### Goal
Each line from the one that contains "Reviewer check: make sure each instance of the tree reflection" to the end of the material must be quoted exactly; include both end lines and nothing else.

::::

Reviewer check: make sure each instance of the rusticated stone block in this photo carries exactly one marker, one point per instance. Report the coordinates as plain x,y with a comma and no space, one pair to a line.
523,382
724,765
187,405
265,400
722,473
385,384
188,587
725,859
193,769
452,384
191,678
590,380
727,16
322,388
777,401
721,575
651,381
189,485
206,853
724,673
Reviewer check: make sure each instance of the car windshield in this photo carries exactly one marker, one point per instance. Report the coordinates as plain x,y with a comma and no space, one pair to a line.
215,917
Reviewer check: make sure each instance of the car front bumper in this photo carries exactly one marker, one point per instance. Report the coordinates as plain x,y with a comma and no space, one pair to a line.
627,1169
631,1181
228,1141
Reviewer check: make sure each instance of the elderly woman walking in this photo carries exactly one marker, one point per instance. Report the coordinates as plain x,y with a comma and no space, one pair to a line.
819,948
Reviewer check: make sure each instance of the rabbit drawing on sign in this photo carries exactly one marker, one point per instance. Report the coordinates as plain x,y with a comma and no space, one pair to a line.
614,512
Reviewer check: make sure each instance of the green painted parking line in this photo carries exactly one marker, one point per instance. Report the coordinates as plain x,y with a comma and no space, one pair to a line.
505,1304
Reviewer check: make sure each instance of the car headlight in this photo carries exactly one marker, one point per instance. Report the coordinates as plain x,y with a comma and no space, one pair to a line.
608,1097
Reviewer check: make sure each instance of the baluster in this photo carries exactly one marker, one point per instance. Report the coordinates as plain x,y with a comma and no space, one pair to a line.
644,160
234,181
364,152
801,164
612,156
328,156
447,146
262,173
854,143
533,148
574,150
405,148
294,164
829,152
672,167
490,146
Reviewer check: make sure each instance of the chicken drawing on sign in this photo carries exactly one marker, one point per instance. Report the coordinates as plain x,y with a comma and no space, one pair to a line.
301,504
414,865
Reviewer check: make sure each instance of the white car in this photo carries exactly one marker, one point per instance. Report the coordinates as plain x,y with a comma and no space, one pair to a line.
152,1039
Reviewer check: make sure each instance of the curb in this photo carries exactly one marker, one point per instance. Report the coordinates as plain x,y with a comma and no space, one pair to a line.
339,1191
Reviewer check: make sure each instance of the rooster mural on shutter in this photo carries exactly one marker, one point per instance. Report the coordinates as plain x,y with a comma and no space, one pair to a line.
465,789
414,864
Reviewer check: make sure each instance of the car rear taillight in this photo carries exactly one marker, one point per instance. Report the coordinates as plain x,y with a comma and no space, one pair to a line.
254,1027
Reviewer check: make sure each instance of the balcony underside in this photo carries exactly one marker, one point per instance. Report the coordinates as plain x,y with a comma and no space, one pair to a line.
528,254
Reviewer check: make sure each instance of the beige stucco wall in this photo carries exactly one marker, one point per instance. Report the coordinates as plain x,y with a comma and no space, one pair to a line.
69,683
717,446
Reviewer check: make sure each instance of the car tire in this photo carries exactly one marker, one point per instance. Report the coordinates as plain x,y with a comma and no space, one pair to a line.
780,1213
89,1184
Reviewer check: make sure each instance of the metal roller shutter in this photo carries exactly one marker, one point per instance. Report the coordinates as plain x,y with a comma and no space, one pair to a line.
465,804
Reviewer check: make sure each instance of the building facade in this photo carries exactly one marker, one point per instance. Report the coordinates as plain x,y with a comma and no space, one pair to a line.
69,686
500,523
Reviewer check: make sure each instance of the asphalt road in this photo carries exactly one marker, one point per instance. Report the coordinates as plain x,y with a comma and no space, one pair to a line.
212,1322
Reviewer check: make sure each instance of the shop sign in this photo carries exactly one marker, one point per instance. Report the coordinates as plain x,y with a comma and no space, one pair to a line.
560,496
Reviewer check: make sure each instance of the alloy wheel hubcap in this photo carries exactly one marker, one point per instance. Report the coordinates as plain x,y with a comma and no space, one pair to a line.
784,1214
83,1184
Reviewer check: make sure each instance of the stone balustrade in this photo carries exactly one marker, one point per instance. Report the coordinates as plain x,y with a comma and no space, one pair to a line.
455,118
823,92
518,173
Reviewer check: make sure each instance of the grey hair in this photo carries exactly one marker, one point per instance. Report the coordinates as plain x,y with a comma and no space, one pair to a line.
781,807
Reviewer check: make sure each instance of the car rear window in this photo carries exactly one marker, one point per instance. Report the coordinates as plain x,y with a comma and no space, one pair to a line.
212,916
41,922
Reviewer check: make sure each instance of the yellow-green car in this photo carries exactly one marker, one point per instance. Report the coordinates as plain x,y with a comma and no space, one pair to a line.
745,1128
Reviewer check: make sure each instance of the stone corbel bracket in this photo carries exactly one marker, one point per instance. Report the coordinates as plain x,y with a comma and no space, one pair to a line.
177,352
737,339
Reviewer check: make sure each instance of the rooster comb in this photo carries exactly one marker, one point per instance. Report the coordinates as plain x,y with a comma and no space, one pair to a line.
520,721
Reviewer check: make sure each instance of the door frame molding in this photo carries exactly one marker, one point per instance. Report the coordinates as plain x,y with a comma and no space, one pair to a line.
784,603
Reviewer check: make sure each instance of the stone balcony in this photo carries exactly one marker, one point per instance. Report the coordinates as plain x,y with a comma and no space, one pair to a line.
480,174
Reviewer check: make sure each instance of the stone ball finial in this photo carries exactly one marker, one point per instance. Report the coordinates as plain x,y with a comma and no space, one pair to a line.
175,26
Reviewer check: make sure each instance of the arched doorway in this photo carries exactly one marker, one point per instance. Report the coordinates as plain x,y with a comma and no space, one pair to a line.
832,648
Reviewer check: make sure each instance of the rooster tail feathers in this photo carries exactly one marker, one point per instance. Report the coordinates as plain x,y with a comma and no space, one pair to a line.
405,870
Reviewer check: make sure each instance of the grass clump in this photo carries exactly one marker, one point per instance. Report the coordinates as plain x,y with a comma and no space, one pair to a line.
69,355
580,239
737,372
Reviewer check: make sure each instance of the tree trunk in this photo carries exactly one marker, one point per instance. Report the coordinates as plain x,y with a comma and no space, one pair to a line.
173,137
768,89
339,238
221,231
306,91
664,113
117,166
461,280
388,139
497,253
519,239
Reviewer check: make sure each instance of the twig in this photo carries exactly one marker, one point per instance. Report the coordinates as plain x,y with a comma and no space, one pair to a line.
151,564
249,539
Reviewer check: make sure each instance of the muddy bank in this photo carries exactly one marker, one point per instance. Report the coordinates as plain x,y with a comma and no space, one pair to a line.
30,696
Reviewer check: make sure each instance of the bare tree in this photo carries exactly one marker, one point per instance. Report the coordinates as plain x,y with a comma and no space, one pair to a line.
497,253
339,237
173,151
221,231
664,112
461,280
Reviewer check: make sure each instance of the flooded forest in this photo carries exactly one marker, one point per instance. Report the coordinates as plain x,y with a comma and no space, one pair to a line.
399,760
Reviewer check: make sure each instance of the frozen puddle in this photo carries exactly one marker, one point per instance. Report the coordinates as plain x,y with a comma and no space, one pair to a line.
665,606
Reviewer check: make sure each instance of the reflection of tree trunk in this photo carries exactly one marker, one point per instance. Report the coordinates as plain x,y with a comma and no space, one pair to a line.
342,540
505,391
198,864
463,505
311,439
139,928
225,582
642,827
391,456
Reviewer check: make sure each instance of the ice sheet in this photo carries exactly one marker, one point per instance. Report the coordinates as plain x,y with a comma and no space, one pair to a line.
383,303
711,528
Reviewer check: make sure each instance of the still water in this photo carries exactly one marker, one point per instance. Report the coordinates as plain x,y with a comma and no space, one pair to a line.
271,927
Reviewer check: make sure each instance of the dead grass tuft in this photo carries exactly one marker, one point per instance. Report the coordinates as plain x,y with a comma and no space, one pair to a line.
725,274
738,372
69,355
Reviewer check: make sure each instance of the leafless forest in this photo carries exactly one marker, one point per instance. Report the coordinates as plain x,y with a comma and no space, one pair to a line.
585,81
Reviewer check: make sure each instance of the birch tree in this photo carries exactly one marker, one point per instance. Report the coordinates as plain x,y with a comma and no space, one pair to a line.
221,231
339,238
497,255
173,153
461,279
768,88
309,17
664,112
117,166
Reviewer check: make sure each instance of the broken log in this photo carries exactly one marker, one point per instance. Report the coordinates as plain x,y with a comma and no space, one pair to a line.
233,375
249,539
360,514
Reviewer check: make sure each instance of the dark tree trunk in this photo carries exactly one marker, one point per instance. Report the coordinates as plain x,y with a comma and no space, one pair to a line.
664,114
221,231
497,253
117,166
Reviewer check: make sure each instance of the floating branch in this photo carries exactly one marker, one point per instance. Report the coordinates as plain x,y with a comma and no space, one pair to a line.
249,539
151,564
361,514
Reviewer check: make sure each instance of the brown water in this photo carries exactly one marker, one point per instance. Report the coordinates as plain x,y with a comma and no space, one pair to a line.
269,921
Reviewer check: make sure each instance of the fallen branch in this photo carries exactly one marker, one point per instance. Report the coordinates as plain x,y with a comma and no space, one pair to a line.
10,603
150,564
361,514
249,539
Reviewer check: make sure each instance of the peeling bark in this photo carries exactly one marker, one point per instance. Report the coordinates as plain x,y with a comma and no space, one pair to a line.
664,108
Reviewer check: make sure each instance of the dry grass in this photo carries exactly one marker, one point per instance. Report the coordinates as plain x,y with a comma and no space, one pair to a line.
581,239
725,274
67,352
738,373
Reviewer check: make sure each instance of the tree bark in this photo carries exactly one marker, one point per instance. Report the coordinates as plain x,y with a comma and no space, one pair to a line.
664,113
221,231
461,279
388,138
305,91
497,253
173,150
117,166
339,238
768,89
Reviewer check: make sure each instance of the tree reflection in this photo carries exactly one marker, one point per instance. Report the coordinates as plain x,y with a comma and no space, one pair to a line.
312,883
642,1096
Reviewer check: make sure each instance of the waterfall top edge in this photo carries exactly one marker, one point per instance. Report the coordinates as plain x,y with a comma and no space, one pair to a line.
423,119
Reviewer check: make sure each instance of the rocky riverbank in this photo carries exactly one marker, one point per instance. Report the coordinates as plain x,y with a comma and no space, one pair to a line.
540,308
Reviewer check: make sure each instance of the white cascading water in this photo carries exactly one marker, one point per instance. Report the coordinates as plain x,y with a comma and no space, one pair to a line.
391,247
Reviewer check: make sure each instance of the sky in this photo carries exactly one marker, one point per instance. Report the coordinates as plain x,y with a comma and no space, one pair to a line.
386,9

::::

### Task solution
Reviewer check: make sure each instance of the tree reflection in this photo carries exactly one marker, one point per instance. Report the coordinates as plain x,y with a comma and no space, one pair to a line.
312,883
642,1096
Reviewer check: make sure each instance of the waterfall top edge in this photo carries exactly one marker, one point per instance. Report the coordinates as plain x,y with a comma and no space, one pair to a line.
423,119
Reviewer check: make sure each instance of the rocky riverbank in this photo carries exactly one marker, one point per instance. Report the coordinates as plain x,y with a comma and no space, one pair to a line.
540,308
Reviewer check: make sure each instance of the white cascading water in this photo carries exactly one marker, one point per instance. Report the coordinates as plain x,y with a comma and no space, one pair to a line.
391,247
Reviewer check: make sure each instance of the sky in this photo carries exactly one marker, one point per instance. Report the coordinates as plain x,y with a comma and no space, one pair to a line.
386,9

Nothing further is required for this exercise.